Challenge — Convert every line of the entries below into a JSON list of strings, one string per line, and leave out blank lines and the pictures.

──────────────────────────────

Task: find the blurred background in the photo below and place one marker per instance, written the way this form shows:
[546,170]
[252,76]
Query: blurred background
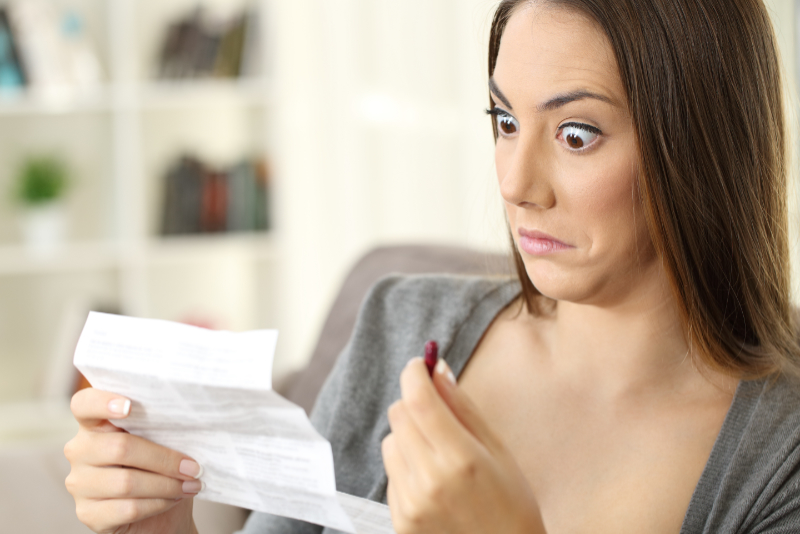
[224,164]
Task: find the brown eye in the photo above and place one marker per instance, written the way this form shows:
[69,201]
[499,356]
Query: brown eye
[507,125]
[574,141]
[577,136]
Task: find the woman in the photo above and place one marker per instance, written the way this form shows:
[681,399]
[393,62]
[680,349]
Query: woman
[640,375]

──────────────────────────────

Task result —
[
  "Task: find the blurred background in the photo below and place one marker per instance, written the way this form shows:",
  "[546,170]",
  "[252,76]",
  "Query: blurred background",
  "[224,164]",
  "Task: find the brown eye in the photo above and place one marker per instance, written the way this form shows:",
  "[69,201]",
  "[499,356]",
  "Query: brown eye",
  "[507,125]",
  "[574,141]",
  "[577,136]",
  "Task: find the woman in the photo above and place one marker per instance, written the way this form shows:",
  "[681,399]",
  "[393,62]",
  "[680,349]",
  "Query: woman",
  "[640,375]"
]